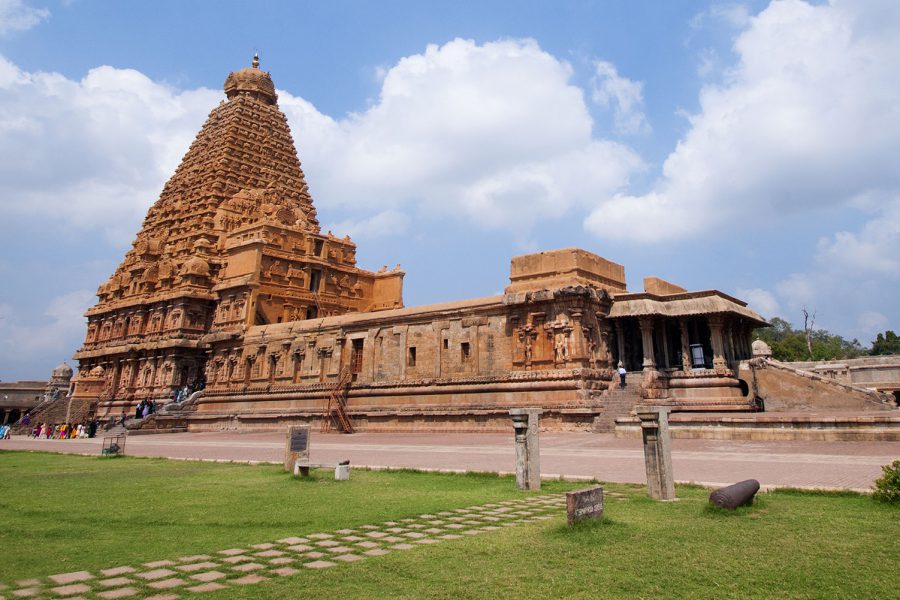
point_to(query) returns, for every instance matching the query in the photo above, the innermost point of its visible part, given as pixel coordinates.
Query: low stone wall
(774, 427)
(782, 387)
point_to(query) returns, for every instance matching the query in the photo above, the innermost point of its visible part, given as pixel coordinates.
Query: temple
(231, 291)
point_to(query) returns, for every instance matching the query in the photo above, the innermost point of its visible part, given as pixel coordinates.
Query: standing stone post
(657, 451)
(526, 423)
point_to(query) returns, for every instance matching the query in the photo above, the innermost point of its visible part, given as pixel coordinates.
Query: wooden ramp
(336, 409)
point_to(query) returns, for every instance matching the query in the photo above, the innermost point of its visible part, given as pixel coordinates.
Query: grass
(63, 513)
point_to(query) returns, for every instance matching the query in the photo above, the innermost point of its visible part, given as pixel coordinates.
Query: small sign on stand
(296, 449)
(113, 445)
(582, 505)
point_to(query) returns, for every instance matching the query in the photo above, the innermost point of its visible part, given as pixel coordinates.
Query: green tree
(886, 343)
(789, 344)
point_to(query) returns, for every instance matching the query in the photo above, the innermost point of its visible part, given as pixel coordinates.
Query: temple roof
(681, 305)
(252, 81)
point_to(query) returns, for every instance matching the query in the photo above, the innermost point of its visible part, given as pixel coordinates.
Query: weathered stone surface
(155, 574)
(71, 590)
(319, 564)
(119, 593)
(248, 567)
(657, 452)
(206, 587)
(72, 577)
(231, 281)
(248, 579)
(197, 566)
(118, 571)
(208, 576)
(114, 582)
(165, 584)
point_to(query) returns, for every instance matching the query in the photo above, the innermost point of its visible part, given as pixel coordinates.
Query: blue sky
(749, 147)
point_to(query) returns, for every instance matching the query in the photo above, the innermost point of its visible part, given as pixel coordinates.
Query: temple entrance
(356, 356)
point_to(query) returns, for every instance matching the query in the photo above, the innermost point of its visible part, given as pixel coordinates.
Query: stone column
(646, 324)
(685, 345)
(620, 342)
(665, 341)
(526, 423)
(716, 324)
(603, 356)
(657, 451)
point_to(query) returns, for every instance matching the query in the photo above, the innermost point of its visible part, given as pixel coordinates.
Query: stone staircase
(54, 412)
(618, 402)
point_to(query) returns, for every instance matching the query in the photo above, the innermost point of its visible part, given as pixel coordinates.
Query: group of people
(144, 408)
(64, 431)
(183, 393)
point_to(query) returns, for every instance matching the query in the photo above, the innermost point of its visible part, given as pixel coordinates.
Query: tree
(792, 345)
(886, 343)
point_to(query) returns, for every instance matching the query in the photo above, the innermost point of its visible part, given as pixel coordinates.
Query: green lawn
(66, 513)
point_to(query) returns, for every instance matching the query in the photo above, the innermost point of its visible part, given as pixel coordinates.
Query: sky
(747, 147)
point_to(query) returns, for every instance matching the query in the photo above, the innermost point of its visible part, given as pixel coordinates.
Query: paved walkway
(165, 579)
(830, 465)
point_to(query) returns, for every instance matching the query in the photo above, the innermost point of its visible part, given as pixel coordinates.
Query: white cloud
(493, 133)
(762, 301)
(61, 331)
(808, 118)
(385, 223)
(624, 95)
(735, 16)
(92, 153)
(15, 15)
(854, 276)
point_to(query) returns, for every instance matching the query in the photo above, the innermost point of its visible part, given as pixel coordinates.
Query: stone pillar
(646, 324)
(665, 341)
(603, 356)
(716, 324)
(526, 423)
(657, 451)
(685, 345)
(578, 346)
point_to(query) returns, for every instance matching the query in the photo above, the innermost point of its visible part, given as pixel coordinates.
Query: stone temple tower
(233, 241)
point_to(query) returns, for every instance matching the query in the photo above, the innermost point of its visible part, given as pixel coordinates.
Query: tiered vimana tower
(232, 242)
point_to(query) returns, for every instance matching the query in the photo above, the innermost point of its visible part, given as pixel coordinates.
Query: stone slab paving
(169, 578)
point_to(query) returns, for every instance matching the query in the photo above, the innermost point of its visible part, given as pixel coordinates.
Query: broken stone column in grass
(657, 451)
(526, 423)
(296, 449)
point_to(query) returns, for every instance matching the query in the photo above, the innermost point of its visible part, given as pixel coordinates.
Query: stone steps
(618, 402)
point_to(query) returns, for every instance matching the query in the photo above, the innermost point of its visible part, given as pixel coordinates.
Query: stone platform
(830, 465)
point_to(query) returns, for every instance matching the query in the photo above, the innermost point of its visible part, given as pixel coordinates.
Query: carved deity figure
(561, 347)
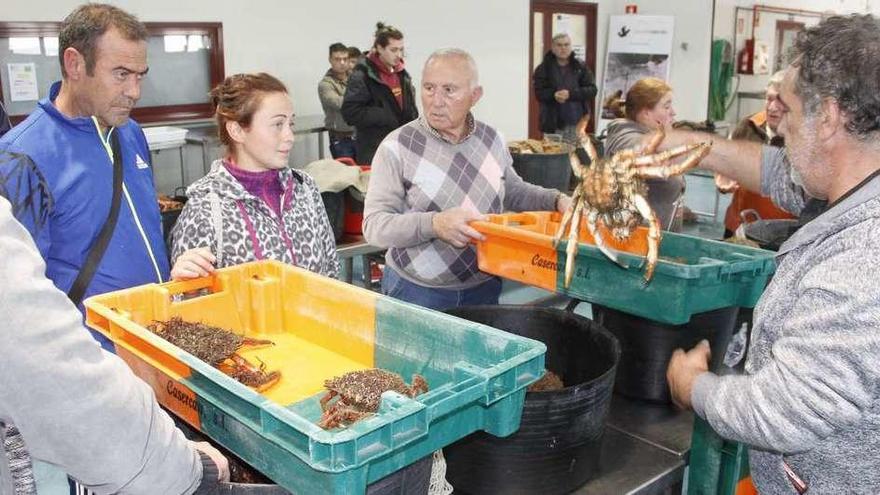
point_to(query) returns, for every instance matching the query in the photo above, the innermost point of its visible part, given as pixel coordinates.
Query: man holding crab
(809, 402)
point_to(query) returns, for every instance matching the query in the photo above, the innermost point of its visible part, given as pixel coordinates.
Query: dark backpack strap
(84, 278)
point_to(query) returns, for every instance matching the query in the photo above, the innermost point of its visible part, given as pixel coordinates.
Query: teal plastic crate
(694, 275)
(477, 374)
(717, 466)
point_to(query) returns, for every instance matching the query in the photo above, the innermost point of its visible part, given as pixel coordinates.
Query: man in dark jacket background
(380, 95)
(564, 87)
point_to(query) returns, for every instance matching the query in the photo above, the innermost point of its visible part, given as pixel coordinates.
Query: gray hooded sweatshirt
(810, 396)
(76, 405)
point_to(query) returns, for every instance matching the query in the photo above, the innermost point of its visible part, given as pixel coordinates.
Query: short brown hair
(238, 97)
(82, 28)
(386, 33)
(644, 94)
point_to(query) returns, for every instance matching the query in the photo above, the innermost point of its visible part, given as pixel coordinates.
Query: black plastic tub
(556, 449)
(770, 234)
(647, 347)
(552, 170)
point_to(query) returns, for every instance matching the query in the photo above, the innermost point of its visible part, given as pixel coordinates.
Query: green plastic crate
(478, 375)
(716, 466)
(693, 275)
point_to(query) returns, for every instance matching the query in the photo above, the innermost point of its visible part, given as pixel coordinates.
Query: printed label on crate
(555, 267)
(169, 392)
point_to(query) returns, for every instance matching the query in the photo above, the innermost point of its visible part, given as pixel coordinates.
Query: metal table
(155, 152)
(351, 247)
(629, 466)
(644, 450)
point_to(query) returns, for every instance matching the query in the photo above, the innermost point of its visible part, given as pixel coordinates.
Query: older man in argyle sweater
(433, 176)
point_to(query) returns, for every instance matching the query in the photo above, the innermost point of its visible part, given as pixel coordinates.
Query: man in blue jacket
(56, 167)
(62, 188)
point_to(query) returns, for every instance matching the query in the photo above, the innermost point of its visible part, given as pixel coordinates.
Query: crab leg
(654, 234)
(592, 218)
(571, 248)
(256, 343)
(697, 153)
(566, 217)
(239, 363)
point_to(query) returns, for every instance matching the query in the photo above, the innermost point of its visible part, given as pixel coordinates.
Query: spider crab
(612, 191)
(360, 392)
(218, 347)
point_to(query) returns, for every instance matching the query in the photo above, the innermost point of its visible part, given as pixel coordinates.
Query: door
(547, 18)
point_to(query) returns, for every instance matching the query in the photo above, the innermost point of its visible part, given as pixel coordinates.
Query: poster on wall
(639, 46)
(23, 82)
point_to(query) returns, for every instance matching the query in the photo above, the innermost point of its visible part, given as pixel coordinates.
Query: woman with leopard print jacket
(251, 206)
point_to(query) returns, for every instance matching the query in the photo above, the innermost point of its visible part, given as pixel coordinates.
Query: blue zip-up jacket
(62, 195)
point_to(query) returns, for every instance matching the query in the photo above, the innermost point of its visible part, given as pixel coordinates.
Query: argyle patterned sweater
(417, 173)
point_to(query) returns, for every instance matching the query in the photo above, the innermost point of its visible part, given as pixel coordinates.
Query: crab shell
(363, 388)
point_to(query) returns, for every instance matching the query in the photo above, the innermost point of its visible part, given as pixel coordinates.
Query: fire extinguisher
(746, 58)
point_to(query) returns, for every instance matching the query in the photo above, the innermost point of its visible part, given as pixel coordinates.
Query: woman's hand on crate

What to do
Transcribe the line that contains "Query: woman with leopard print jacket" exactly, then each line after it through the end of the material. Nothing else belongs in the output.

Finished exercise
Query: woman with leopard print jacket
(251, 206)
point_to(query) returns, for every instance matching the query in the photo above, the innermost point of its visible part, given as pixel coordinates.
Query: blue zip-up jacket
(62, 195)
point_to(query) returns, for every instance matching the query in the photo above, the innermost point of its visible part, given as pixel coordinates.
Query: argyle patterned sweater
(417, 173)
point_to(query) returns, for every instance matching the query in the photo above, the innermost point of its visible part, given as pixel coordinates.
Query: crab shell
(363, 388)
point_to(query) returns, for every instance matching the query in the photo above, the innermost point of its visible part, given as pixel coordinates.
Query: fire extinguisher
(746, 58)
point_to(query) returns, for every instance matching the query in the photo above, the innermost point of its visible part, given as pixel coordinates.
Query: woman's hand on crate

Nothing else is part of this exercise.